Records for processing:

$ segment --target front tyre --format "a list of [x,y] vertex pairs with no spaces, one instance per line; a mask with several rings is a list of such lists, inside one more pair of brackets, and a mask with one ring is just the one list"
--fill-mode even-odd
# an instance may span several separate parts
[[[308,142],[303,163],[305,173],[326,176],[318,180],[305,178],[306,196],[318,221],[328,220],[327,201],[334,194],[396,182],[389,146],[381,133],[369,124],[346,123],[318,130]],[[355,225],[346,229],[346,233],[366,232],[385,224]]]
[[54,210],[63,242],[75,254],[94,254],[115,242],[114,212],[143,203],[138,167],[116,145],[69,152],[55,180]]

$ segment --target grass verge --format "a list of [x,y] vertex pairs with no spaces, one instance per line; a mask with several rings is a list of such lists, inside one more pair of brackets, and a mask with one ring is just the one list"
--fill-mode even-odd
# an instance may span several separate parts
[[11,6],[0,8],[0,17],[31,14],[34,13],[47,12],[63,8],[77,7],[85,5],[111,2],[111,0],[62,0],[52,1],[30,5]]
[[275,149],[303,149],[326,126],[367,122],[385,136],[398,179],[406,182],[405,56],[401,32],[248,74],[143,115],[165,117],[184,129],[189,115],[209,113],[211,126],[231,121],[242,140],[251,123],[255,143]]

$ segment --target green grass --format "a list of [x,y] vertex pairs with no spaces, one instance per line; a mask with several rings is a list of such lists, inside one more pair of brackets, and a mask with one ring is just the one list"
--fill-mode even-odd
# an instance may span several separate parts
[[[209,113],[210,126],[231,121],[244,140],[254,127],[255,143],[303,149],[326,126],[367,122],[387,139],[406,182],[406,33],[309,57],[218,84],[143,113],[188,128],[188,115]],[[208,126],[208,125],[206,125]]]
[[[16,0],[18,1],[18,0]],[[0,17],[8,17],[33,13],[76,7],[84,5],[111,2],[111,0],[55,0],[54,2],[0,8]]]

To do: Recast every line above as a Markdown table with two columns, Row and Line, numbering the rows in order and leaving out the blank lines.

Answer to this task:
| Row | Line |
|---|---|
| 1 | $ segment --target front tyre --format "a list of [x,y] vertex pairs with no spaces, one instance per line; a mask with several rings is a list of such lists, inside one more pair of brackets, and a mask with one ring is just the one list" |
| 2 | --fill-mode even-odd |
| 3 | # an instance may span several separate parts |
| 4 | [[[308,142],[303,163],[305,173],[326,176],[318,180],[305,178],[306,196],[318,221],[328,220],[327,201],[334,194],[396,182],[389,146],[381,133],[369,124],[346,123],[318,130]],[[355,225],[346,229],[346,233],[366,232],[385,224]]] |
| 5 | [[54,210],[63,242],[75,254],[94,254],[115,242],[114,212],[143,203],[138,167],[116,145],[69,152],[55,180]] |
| 6 | $ segment --target grass verge --format "a list of [x,y] vertex pairs with no spaces, one instance per line; a mask with several rings is a list of such lists, inside one more pair of brackets, and a mask with one ring is just the one list" |
| 7 | --fill-mode even-odd |
| 8 | # an instance may span several separate parts |
| 9 | [[11,6],[0,8],[0,17],[31,14],[34,13],[47,12],[63,8],[77,7],[85,5],[111,2],[111,0],[62,0],[52,1],[30,5]] |
| 10 | [[275,149],[303,149],[326,126],[367,122],[385,136],[398,179],[406,182],[405,56],[401,32],[248,74],[143,115],[165,117],[184,129],[189,115],[209,113],[211,126],[231,121],[242,140],[251,123],[255,143]] |
| 11 | $ segment --target green grass --format "a list of [x,y] vertex pairs with no spaces, one instance per line; a mask with several rings is a list of such lists, inside one more pair of brackets, and a mask with one ring is just the one list" |
| 12 | --fill-mode even-odd |
| 13 | # an instance may span several separate parts |
| 14 | [[[209,113],[210,126],[231,121],[244,140],[254,127],[255,143],[303,149],[326,126],[367,122],[387,139],[406,182],[406,33],[309,57],[218,84],[143,113],[188,128],[188,115]],[[208,126],[208,125],[206,125]]] |
| 15 | [[[16,0],[18,1],[18,0]],[[0,17],[8,17],[33,13],[76,7],[84,5],[111,2],[111,0],[55,0],[54,2],[0,8]]] |